### [Goal]
Locate every line in the items below that contains the string "woodland" and copy each such line. The match is case-sensitive.

### [Record set]
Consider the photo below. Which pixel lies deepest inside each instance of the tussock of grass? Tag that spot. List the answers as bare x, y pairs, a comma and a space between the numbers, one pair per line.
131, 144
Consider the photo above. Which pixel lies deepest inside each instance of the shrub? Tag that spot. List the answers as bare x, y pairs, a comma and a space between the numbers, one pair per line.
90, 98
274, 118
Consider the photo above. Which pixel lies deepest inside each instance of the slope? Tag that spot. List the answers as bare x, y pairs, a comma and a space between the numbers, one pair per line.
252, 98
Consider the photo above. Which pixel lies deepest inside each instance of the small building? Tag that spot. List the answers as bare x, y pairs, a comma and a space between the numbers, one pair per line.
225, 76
---
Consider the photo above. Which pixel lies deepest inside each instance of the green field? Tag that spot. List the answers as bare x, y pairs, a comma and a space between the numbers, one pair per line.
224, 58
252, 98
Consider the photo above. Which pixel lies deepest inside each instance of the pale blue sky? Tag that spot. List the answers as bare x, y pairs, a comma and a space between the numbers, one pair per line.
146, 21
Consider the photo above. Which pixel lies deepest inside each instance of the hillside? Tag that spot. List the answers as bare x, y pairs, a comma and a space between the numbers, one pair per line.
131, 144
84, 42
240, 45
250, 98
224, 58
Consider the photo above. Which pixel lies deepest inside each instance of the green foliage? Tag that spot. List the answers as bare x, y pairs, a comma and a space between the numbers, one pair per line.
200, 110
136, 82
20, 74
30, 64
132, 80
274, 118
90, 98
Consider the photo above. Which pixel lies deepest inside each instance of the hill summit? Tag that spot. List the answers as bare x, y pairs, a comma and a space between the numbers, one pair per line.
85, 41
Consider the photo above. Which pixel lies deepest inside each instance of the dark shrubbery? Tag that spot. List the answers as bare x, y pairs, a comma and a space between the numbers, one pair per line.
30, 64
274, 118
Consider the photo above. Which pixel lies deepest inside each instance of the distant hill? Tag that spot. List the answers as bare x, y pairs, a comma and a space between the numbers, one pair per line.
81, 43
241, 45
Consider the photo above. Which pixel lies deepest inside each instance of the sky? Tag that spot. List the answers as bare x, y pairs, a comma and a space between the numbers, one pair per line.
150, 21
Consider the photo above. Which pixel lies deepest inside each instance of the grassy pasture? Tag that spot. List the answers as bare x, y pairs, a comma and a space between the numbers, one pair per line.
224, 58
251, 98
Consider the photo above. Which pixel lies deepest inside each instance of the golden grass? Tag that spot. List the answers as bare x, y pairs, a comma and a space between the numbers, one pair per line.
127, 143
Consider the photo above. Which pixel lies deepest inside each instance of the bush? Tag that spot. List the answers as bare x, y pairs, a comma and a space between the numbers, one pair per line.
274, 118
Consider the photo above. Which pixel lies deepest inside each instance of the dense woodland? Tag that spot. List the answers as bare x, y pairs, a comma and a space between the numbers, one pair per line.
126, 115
...
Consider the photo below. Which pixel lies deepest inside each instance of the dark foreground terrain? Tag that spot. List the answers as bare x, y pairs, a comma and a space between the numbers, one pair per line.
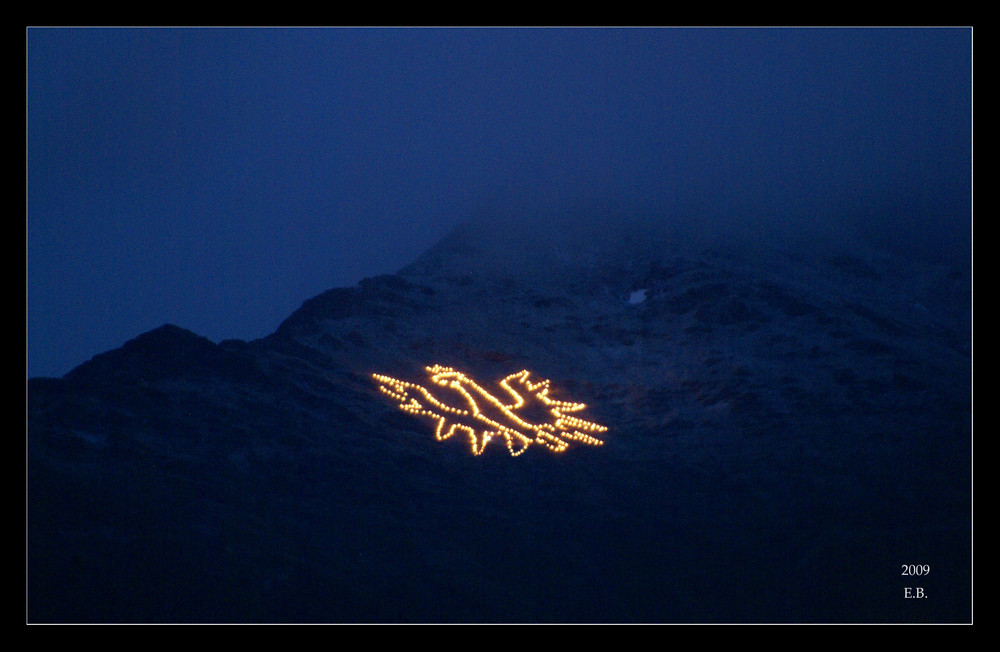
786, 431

### [Complete answer]
Consider the photo above. Which pixel lies deepest inside each instance of the dense woodland? Tag that spot. List the answers as bare x, y pairs, a comma and a space between the numbers, one pair per line.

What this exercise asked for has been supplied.